The fight against obesity and undernourishment stalled during the COVID-19 pandemic, with over 40 percent of adults now obese or overweight, the world’s leading independent assessment of the state of global nutrition has found.
The 2021 Global Nutrition Report (GNR), launched on Tuesday (23 November), also revealed that more than 149 million children worldwide are stunted, as commitments to end all forms of malnutrition yield little.
Under the UN’s Sustainable Development Goal 2, countries have committed to ending malnutrition by 2030, which includes both undernutrition and obesity.
As well as looking set to miss the SDG 2 objectives, countries are also off track to meet the WHO’s global nutrition targets to tackle stunting, wasting, low birth weight, anemia and overweight children, according to the report.
“Despite some progress … people are still undernourished,” said Mariachiara Di Cesare, a lead author of the report and an expert in population studies and global health at the UK’s Middlesex University.
“One out of every three women is affected by malnutrition and one out of five children is too short for their age,” she said.
Deaths attributable to poor diets have grown by 15 percent since 2010—more rapidly than population growth of just over one percent per year in the same period.
“The high human, environmental and economic costs of continuing our current trajectory are so significant that we will pay a far higher price if we fail to act,” the report warns.
Out of 194 countries assessed, only 105 are on track to meet the target of tackling overweight children and over a quarter are on track to meet stunting and wasting targets.
“It’s not enough to just commit to these targets, but it is important to leverage resources towards sustainable approaches to tackle poor diet and malnutrition in all its forms,” said Marco Springmann, senior researcher in environmental sustainability and public health, at the University of Oxford, UK, a lead author of the report.
“To this end, the GNR team has developed data tools to not only monitor progress in the nutrition commitments but also foster accountability.”
He observed that, while the impact of the COVID-19 pandemic, which has pushed 155 million people into extreme poverty globally, had exacerbated malnutrition in most poor countries, rich countries in the west had not fared much better.

Task instructions
1) Answer from the passage on the 2021 Global Nutrition Report:
(a) How many children worldwide are stunted?
(b) By what percentage have deaths attributable to poor diets grown since 2010?
(c) Of the 194 countries assessed, how many are on track to meet the target for overweight children?
2) Write a continuation of the passage on the 2021 Global Nutrition Report, picking up after its last sentence.

Saved data entries:
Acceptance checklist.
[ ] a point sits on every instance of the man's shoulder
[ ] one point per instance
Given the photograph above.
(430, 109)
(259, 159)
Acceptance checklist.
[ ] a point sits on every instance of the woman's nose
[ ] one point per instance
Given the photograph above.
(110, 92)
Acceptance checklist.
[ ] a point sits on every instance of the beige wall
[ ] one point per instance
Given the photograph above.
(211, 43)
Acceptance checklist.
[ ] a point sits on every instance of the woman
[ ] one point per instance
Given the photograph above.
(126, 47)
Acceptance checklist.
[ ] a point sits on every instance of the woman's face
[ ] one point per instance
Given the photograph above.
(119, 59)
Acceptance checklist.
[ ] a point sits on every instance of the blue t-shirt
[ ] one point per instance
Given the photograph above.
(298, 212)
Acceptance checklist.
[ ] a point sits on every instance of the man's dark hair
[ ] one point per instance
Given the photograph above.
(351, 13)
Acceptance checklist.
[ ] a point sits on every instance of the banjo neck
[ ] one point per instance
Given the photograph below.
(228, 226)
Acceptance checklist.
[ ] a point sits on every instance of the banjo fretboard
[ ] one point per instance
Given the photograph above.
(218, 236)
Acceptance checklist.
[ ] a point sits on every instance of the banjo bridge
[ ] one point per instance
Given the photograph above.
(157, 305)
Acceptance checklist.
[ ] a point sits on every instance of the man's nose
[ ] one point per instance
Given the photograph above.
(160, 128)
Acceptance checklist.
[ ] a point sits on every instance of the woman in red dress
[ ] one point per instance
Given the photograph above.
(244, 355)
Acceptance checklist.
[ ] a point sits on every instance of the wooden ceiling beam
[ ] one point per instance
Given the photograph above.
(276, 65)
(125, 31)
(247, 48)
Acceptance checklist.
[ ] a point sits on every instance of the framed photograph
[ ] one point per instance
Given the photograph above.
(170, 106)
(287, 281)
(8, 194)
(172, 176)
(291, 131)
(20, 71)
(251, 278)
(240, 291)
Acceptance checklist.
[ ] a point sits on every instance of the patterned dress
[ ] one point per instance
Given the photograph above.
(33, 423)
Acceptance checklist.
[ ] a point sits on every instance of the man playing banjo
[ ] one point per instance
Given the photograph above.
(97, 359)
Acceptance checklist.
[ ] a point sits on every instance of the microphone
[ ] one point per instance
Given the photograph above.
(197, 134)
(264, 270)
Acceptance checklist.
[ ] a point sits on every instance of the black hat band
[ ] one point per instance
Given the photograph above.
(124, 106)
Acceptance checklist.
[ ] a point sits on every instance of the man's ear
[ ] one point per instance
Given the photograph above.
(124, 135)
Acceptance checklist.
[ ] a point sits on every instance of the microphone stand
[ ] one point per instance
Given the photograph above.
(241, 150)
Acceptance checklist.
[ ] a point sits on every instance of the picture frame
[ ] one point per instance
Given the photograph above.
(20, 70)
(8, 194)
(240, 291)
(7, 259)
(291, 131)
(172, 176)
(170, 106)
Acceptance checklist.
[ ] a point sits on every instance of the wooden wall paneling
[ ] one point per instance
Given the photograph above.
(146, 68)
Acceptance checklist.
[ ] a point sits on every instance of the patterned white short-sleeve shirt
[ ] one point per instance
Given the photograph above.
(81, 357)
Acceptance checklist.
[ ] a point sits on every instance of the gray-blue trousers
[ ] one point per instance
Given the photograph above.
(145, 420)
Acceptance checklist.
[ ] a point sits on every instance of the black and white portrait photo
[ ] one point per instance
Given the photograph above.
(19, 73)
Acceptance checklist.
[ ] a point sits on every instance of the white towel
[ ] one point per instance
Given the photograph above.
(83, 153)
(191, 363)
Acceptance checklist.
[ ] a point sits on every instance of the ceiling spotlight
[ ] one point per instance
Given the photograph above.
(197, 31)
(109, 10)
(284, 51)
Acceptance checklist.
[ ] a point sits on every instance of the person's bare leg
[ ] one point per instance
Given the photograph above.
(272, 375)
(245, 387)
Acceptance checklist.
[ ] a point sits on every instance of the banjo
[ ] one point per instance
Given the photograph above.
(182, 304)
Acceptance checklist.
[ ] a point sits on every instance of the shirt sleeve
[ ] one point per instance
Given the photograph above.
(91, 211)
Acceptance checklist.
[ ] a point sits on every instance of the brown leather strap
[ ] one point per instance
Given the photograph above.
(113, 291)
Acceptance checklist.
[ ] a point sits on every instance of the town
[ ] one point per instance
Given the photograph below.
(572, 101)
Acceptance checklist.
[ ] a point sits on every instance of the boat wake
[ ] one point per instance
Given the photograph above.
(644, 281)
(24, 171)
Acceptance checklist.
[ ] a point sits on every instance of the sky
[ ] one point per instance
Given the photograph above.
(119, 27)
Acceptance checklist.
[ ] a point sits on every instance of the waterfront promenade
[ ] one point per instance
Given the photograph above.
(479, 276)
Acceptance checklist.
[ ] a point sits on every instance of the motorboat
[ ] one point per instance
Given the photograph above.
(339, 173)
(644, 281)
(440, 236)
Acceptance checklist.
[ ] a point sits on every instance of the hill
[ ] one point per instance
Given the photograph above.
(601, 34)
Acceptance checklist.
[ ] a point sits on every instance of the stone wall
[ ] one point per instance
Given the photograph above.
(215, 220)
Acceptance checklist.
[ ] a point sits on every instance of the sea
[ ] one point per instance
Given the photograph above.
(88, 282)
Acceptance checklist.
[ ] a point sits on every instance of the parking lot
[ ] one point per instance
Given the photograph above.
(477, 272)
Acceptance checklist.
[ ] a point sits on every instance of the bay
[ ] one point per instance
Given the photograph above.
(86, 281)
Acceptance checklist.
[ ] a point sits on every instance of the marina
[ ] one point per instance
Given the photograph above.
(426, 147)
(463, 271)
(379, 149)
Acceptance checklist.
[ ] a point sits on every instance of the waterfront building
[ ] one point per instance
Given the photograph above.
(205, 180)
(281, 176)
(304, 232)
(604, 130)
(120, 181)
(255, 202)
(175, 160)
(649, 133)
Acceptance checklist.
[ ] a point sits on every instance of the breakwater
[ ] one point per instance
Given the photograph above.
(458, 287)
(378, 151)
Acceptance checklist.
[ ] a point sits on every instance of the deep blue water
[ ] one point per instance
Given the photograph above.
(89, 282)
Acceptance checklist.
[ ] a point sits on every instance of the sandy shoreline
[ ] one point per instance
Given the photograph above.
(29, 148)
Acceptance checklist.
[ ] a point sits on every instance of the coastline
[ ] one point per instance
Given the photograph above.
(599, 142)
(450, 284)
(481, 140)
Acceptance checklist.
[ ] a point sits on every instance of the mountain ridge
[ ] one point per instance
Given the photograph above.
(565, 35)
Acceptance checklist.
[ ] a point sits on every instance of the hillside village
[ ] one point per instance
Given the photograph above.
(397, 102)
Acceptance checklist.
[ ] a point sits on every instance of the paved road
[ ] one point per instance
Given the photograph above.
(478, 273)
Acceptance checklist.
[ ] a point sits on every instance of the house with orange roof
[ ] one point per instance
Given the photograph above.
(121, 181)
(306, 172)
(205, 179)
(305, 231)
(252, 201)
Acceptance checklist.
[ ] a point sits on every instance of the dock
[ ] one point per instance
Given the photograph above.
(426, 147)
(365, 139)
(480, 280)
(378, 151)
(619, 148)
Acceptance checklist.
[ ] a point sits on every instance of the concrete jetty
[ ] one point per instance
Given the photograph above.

Responses by task
1)
(a) More than 149 million.
(b) 15 percent.
(c) 105.

2)
The WHO targets also include three to tackle diet-related non-communicable diseases (NCD), on adult obesity and diabetes, raised blood pressure, and salt intake. No country in Africa is on course to meet any of the diet-related NCD targets, and the only countries on course to meet both raised blood pressure and diabetes targets are a few high-income western nations.
Fruit and vegetable intake is still about 50 percent below the recommended level of four servings per day that is considered healthy, the report finds, while legume and nut intakes are each more than two-thirds below the recommended two servings per day.
Red meat
In contrast, red and processed meat intake is on the rise and almost five times the maximum level of one serving per week, while the consumption of sugary drinks, which is not recommended in any amount, is growing as well.
“We are increasingly witnessing deaths especially among children linked to diet or lack of it,” said Abdi Farah, an official from Somalia, where progress has been severely hampered by a combination of conflict, climate change, and COVID-19.
“We need urgent intervention to stem this tide through improved nutrition.”
The additional financing needed to meet nutrition targets has risen significantly, particularly due to COVID-19.
To address stunting, wasting, maternal anemia and breastfeeding alone would need around $10.8 billion additional financing between 2022 and 2030, according to the report.